*SELECTED PASSAGE*.
☆ ☆ ☆

The women of design – inventors, architects, and creators
It is a great shame that much of recorded history sorely lacks female presence. However, the absence of evidence is not evidence of absence – Anna Kowalczyk’s Brakująca połowa dziejów (‘The missing half of history’), or Katherine Halligan’s Herstory are just a couple of many books that focus on the persistently overlooked or lesser-known female figures. Yet despite being frequently omitted from the narrative, women’s creative energy has continued to find its outlet in many fields, including applied arts: in interior design, architecture, industrial design, and graphics. Allow us to introduce a few female creators who made their mark in design history (or maybe herstory ;)).
Often dubbed the ‘mother’ of interior design, Candace Wheeler was an avid supporter of the American women’s campaign for financial independence. In 1877, she founded the Society of Decorative Arts in New York, an organization helping underprivileged women (especially those widowed during the Civil War) by teaching them crafts, sewing, or interior design and giving them the ability to independently earn a living. They could then sell their craft through the New York Exchange for Women’s Work, launched just a year later with Wheeler’s help.
Another paramount step in her career was co-funding an interior-decorating company together with Louis Tiffany. The Tiffany & Wheeler firm (also known as Tiffany & Co.) decorated both private interiors and public buildings – some notable examples including the Madison Square Theatre, The Union League Club, or Mark Twain’s house. In 1883, Candace established her own textile brand Associated Artists, famed for its silk fabrics which change colors depending on the light.
In 1893 Candace Wheeler led the decoration works on the Woman’s Building at the Chicago World’s Fair. She spent her later years writing books and articles on interior design.
Elsie de Wolfe
The first female American interior designer to have completed projects for the likes of Oscar Wilde or the Duke and Duchess of Windsor. Before she began her adventure with interior design, de Wolfe pursued acting – she first appeared in Charles Frohman’s band before starting her own theatre group on Broadway. She retired from acting in 1905.

☆ ☆ ☆

*SUPPLIED MATERIAL*.

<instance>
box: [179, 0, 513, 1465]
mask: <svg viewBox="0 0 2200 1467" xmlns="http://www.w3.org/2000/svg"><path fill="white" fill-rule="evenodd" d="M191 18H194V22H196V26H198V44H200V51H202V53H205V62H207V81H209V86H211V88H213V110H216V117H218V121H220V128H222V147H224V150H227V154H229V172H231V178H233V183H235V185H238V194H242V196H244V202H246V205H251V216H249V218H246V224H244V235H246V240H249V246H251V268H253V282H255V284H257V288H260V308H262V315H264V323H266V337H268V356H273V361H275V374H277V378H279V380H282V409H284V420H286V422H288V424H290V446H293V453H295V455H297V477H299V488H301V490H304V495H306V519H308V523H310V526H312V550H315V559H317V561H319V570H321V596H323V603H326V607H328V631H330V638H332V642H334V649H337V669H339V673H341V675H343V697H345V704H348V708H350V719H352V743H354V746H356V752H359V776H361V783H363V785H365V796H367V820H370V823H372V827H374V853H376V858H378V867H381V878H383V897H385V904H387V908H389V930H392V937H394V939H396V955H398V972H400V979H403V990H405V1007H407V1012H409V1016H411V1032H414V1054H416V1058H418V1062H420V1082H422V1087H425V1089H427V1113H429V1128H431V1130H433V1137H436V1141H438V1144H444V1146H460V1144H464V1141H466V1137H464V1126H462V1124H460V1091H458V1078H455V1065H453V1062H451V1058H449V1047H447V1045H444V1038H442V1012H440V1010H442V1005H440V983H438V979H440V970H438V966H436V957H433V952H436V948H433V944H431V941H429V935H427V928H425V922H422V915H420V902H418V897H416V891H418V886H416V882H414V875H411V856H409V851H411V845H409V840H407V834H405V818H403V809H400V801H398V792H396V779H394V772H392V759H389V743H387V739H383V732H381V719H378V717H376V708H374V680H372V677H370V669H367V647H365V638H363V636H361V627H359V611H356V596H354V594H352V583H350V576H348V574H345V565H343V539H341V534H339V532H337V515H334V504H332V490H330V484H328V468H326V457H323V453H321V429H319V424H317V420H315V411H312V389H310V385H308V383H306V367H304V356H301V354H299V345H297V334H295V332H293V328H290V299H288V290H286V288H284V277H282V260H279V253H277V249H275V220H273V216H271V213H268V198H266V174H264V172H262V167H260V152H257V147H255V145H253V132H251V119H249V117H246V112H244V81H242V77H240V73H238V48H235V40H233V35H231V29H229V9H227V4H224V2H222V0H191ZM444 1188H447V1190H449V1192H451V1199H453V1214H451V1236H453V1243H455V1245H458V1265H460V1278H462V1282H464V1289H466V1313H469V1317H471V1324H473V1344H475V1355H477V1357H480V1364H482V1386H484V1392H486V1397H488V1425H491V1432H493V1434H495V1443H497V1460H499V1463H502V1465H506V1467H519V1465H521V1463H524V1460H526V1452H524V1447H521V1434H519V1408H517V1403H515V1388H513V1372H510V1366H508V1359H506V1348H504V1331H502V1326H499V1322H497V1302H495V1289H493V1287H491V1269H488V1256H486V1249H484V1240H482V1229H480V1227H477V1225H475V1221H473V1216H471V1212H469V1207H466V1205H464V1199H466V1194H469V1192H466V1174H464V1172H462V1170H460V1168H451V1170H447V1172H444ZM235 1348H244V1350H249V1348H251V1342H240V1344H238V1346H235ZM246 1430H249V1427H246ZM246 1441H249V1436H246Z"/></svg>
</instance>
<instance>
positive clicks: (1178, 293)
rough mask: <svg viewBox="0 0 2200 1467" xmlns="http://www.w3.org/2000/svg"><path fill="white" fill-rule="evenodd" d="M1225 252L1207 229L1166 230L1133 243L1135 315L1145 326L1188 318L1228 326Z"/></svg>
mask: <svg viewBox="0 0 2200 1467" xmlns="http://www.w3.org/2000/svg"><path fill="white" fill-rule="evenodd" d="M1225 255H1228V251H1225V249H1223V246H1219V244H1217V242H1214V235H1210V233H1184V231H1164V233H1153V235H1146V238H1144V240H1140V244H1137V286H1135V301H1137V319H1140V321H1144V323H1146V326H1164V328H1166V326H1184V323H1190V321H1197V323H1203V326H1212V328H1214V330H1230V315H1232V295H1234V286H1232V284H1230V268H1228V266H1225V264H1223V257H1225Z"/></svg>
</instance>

☆ ☆ ☆

*WORK INSTRUCTION*. Reproduce the stretch of the women-of-design text from "Often dubbed the" through "with Wheeler’s help.". Please rely only on the women-of-design text and not on the data.

*OUTPUT OF THE EXERCISE*.
Often dubbed the ‘mother’ of interior design, Candace Wheeler was an avid supporter of the American women’s campaign for financial independence. In 1877, she founded the Society of Decorative Arts in New York, an organization helping underprivileged women (especially those widowed during the Civil War) by teaching them crafts, sewing, or interior design and giving them the ability to independently earn a living. They could then sell their craft through the New York Exchange for Women’s Work, launched just a year later with Wheeler’s help.